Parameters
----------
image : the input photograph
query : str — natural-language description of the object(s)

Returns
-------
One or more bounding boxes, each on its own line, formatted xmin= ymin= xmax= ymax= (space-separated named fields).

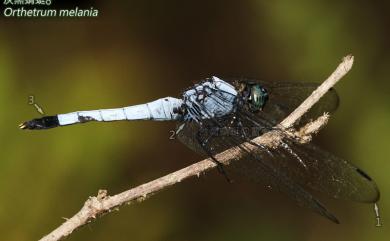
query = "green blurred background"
xmin=0 ymin=1 xmax=389 ymax=240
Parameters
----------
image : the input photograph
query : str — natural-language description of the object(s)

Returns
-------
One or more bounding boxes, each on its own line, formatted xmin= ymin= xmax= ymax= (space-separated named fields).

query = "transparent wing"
xmin=227 ymin=144 xmax=340 ymax=223
xmin=235 ymin=101 xmax=380 ymax=203
xmin=237 ymin=80 xmax=340 ymax=125
xmin=177 ymin=121 xmax=340 ymax=223
xmin=177 ymin=79 xmax=378 ymax=223
xmin=272 ymin=141 xmax=380 ymax=202
xmin=234 ymin=80 xmax=379 ymax=203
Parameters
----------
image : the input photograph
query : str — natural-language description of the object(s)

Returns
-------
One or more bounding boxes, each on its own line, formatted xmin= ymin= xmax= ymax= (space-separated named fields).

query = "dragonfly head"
xmin=247 ymin=83 xmax=268 ymax=112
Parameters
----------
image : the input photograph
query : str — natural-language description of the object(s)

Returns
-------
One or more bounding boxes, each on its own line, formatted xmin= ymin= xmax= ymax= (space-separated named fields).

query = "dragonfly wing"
xmin=242 ymin=80 xmax=340 ymax=125
xmin=272 ymin=141 xmax=380 ymax=203
xmin=236 ymin=99 xmax=380 ymax=203
xmin=177 ymin=121 xmax=340 ymax=223
xmin=226 ymin=146 xmax=340 ymax=223
xmin=176 ymin=78 xmax=376 ymax=223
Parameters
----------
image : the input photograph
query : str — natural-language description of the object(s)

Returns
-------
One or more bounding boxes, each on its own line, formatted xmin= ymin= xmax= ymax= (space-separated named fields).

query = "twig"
xmin=39 ymin=55 xmax=354 ymax=241
xmin=280 ymin=56 xmax=353 ymax=128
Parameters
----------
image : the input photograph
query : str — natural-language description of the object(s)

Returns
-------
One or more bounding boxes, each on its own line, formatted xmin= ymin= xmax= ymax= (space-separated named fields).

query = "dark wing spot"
xmin=356 ymin=168 xmax=372 ymax=181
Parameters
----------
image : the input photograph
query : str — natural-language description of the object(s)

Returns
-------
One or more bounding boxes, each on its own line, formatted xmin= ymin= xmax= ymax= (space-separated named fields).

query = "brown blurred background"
xmin=0 ymin=0 xmax=389 ymax=240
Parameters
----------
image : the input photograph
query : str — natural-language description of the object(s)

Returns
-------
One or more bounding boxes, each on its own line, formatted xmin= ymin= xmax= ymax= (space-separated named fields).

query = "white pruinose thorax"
xmin=182 ymin=76 xmax=238 ymax=121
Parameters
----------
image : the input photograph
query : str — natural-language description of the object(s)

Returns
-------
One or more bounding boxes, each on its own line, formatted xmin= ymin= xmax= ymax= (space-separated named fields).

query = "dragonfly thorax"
xmin=182 ymin=76 xmax=238 ymax=122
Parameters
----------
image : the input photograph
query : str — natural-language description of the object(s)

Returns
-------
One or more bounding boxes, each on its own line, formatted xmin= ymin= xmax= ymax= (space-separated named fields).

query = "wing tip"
xmin=312 ymin=198 xmax=340 ymax=224
xmin=354 ymin=167 xmax=381 ymax=203
xmin=365 ymin=185 xmax=381 ymax=203
xmin=326 ymin=212 xmax=340 ymax=224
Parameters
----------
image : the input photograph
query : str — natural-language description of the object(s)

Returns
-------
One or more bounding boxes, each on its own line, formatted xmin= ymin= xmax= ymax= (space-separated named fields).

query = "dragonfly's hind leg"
xmin=195 ymin=129 xmax=233 ymax=183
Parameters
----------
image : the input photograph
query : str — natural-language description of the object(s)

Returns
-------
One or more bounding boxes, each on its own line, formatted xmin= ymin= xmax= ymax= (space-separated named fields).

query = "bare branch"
xmin=39 ymin=55 xmax=354 ymax=241
xmin=280 ymin=55 xmax=353 ymax=128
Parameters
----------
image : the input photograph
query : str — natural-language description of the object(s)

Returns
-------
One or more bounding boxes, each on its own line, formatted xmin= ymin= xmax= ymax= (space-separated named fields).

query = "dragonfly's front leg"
xmin=195 ymin=127 xmax=232 ymax=183
xmin=234 ymin=114 xmax=274 ymax=157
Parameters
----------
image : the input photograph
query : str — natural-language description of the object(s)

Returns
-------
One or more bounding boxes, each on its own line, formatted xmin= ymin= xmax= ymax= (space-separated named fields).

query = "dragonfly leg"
xmin=280 ymin=141 xmax=307 ymax=169
xmin=235 ymin=115 xmax=274 ymax=157
xmin=195 ymin=129 xmax=233 ymax=183
xmin=187 ymin=88 xmax=234 ymax=182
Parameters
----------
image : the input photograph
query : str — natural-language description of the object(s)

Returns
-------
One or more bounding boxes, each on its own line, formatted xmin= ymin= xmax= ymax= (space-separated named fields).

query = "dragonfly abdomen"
xmin=20 ymin=97 xmax=183 ymax=130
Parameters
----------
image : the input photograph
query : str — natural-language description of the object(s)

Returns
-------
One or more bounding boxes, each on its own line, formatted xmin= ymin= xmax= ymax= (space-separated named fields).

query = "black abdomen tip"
xmin=19 ymin=116 xmax=59 ymax=130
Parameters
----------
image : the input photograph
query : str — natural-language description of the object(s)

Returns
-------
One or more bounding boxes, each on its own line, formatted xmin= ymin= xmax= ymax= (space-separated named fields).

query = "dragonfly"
xmin=19 ymin=76 xmax=380 ymax=223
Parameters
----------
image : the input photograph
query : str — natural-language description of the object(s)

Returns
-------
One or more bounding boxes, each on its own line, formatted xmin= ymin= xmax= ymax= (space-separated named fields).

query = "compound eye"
xmin=249 ymin=84 xmax=268 ymax=112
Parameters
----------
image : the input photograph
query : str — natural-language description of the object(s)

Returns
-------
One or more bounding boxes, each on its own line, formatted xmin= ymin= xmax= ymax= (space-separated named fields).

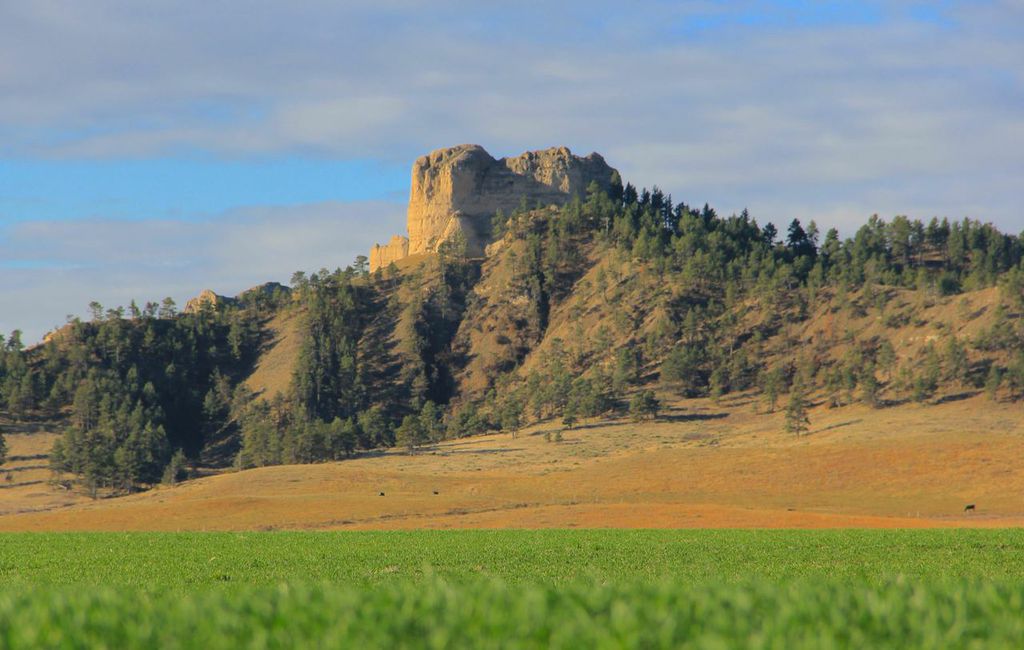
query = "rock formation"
xmin=369 ymin=235 xmax=409 ymax=273
xmin=183 ymin=282 xmax=291 ymax=314
xmin=184 ymin=289 xmax=231 ymax=314
xmin=370 ymin=144 xmax=618 ymax=271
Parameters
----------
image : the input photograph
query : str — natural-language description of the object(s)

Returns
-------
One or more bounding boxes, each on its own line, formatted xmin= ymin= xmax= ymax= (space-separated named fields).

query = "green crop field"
xmin=2 ymin=529 xmax=1024 ymax=648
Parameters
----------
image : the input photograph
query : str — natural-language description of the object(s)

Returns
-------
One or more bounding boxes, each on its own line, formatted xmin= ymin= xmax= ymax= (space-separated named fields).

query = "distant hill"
xmin=4 ymin=144 xmax=1024 ymax=497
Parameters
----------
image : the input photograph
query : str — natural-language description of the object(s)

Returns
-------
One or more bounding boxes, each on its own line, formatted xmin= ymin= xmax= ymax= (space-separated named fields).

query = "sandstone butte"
xmin=369 ymin=144 xmax=619 ymax=272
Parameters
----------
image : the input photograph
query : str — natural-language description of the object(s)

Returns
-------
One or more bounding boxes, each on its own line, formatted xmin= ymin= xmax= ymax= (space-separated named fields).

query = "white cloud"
xmin=0 ymin=201 xmax=405 ymax=342
xmin=0 ymin=1 xmax=1022 ymax=335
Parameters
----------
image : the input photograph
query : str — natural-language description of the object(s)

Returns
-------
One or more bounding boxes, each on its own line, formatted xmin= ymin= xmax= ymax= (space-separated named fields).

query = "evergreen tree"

■ **ACTIVITY**
All of the lines above should be copied exactly, apart from the pictures.

■ **OUTPUT BELOW**
Parameters
----------
image : the input photograph
query : str — natural-language description of the object(s)

Returns
-------
One or more bounding boxes, each on its own line, formatted xmin= ymin= xmax= ymax= (space-separated named fields).

query = "green blurred background"
xmin=0 ymin=1 xmax=389 ymax=240
Parameters
----------
image : the input photograph
query : str — natural-language description of the object(s)

Returns
-------
One or more bounding boxes, each on its own line, formatted xmin= ymin= xmax= ymax= (space-separated named fields).

query = "transparent wing"
xmin=227 ymin=144 xmax=340 ymax=223
xmin=235 ymin=101 xmax=380 ymax=203
xmin=237 ymin=80 xmax=340 ymax=125
xmin=177 ymin=121 xmax=340 ymax=223
xmin=177 ymin=79 xmax=378 ymax=223
xmin=272 ymin=141 xmax=380 ymax=202
xmin=234 ymin=80 xmax=379 ymax=203
Parameters
----------
image : the input photograph
query : str — natural-language description of the object(s)

Returns
-------
One or more bounding boxes, each on its own line, formatted xmin= ymin= xmax= ymax= (space-separated named fields).

query = "dragonfly head"
xmin=247 ymin=83 xmax=268 ymax=112
Parameters
----------
image : the input photograph
query : str — natural-language description of the object(s)

Returns
-------
One or more bounding boxes, each on its own line, formatted xmin= ymin= xmax= ymax= (space-separated named fields).

query = "dragonfly wing"
xmin=242 ymin=80 xmax=340 ymax=125
xmin=272 ymin=141 xmax=380 ymax=203
xmin=236 ymin=99 xmax=380 ymax=203
xmin=177 ymin=121 xmax=340 ymax=223
xmin=226 ymin=146 xmax=340 ymax=223
xmin=176 ymin=78 xmax=376 ymax=223
Parameters
----------
image : the input photograph
query : str — natural-language description of the object(s)

Returns
-------
One or more bounding boxes, each on its own line, formatted xmin= ymin= xmax= ymax= (space-separated named fields).

query = "twig"
xmin=39 ymin=55 xmax=354 ymax=241
xmin=280 ymin=56 xmax=353 ymax=128
Parameters
----------
image : the input photograph
query : str — natural-language description of the object(s)

Returns
-------
One or more bounding boxes, each on its own line, formatted xmin= ymin= xmax= ymax= (space-separated named fields).

query = "dark wing spot"
xmin=356 ymin=168 xmax=372 ymax=181
Parameters
----------
image : the input photograph
query : str — natural-language description of the object(s)

Returns
-------
One or more bounding boxes, each on its own line, formatted xmin= ymin= xmax= ymax= (space-separated named fields).

query = "brown blurred background"
xmin=0 ymin=0 xmax=389 ymax=240
Parameters
----------
image : the input photograph
query : str — natural-language description of the object(s)

Returns
-------
One or more bounding boxes, each on its own line, formatted xmin= ymin= xmax= ymax= (space-separated named fields).

query = "white pruinose thorax"
xmin=182 ymin=76 xmax=238 ymax=121
Parameters
----------
image : the input photograph
query : str — natural-language description of the object(s)

Returns
-------
One or more bounding boxes, each on its own line, formatted xmin= ymin= xmax= ymax= (space-separated named fields).

query = "dragonfly thorax"
xmin=182 ymin=76 xmax=238 ymax=122
Parameters
----------
image : the input photograph
query : str — natural-language description of the object(s)

Returns
-------
One or more bounding boxes, each on its own line, formatted xmin= ymin= xmax= ymax= (space-separated named fields).

query = "wing tip"
xmin=312 ymin=198 xmax=340 ymax=224
xmin=354 ymin=167 xmax=381 ymax=203
xmin=365 ymin=185 xmax=381 ymax=203
xmin=326 ymin=212 xmax=340 ymax=224
Parameters
----------
image : the input photograph
query : str — natural-language description of the object(s)

Returns
-------
One or more bounding boxes, each on its own line, formatted xmin= ymin= xmax= ymax= (space-separated named fields).

query = "dragonfly's hind leg"
xmin=195 ymin=129 xmax=233 ymax=183
Parameters
----------
image : the input photograph
query : str — natural-language description of the object(s)

Returns
-------
One or more bounding boxes, each on its own line, formatted xmin= ymin= xmax= ymax= (space-separated named fields).

query = "bare branch"
xmin=39 ymin=55 xmax=354 ymax=241
xmin=280 ymin=55 xmax=353 ymax=128
Parameters
----------
image : the input photograph
query : str — natural-language description of the object(s)

Returns
-------
One or more bounding boxes, each on its own line, formatted xmin= ymin= xmax= ymax= (space-separated named fields).

query = "dragonfly's front leg"
xmin=195 ymin=127 xmax=232 ymax=183
xmin=234 ymin=114 xmax=274 ymax=157
Parameters
----------
image : the input photograph
query : str — natural-language description of the object(s)

Returns
-------
One or more bounding boxes, each on its own line, formatted xmin= ymin= xmax= ymax= (space-separated named fields).

query = "dragonfly leg"
xmin=280 ymin=141 xmax=307 ymax=169
xmin=235 ymin=115 xmax=274 ymax=157
xmin=195 ymin=129 xmax=233 ymax=183
xmin=187 ymin=88 xmax=234 ymax=182
Parameters
----------
image : the input photograph
query : str — natural-language description of the object(s)

Returns
-------
One or more bounding boxes, each on its own line, formatted xmin= ymin= xmax= ymax= (space-separated named fields).

query = "dragonfly abdomen"
xmin=20 ymin=97 xmax=183 ymax=130
Parameters
----------
image : the input photograph
query : str — natural-language description of the object(s)

Returns
-------
One or more bounding boxes, each on its own line, formatted xmin= ymin= xmax= ymax= (space-separated named fields).

query = "black abdomen tip"
xmin=19 ymin=116 xmax=59 ymax=130
Parameters
----------
image : the input photograph
query : str — natural-language description of the object(s)

Returns
-------
One or more bounding boxes, each on its own line, formatted xmin= ymin= xmax= ymax= (space-separated named fields).

query = "dragonfly"
xmin=19 ymin=76 xmax=380 ymax=223
Parameters
----------
image : the input photograph
query : str — natural-language description of the object(s)

Returns
-------
One or more bounding boxes, each on its own line, formatted xmin= ymin= xmax= ymax= (space-separated named fields).

query = "compound eye"
xmin=249 ymin=84 xmax=268 ymax=112
Parameters
----------
image : the input photograph
query : str — natural-language description of the object(s)

Returns
-------
One or more bounding boxes, each on its own line, formatted xmin= ymin= xmax= ymax= (space-separated named fields).

query = "rock formation"
xmin=369 ymin=235 xmax=409 ymax=273
xmin=183 ymin=282 xmax=291 ymax=314
xmin=184 ymin=289 xmax=231 ymax=314
xmin=370 ymin=144 xmax=618 ymax=271
Parameters
----------
image : the input photograph
query : str — natural-language description of the object(s)

Returns
-------
One or more bounding boxes, each on its own line, formatted xmin= ymin= xmax= ymax= (space-separated named fields).

query = "green crop field"
xmin=2 ymin=529 xmax=1024 ymax=648
Parameters
----------
image : the input photograph
query : str — natural-language description of the object(s)

Returns
-------
One or more bounding boxes, each on its own line, formatted xmin= ymin= xmax= ymax= (space-separated named fields).

query = "distant hill"
xmin=4 ymin=144 xmax=1024 ymax=497
Parameters
----------
image : the input photograph
query : str — natural-language description of the object(s)

Returns
-------
One or more bounding boxes, each on its own line, formatted xmin= ymin= xmax= ymax= (space-separated named fields).

query = "sandstone butte"
xmin=369 ymin=144 xmax=619 ymax=272
Parameters
----------
image : the input photograph
query : str — natural-language description of the object(s)

Returns
-------
One or more bounding boxes, each on its own line, formatted xmin= ymin= xmax= ymax= (space-separated named fields).

query = "white cloud"
xmin=0 ymin=201 xmax=405 ymax=342
xmin=0 ymin=1 xmax=1022 ymax=335
Parameters
----------
image : the input photograph
query : str — natural-language description of the object(s)

Returns
-------
One or more bounding boxes, each on its own line, formatted xmin= ymin= xmax= ymax= (space-separated named fields).

query = "evergreen tree"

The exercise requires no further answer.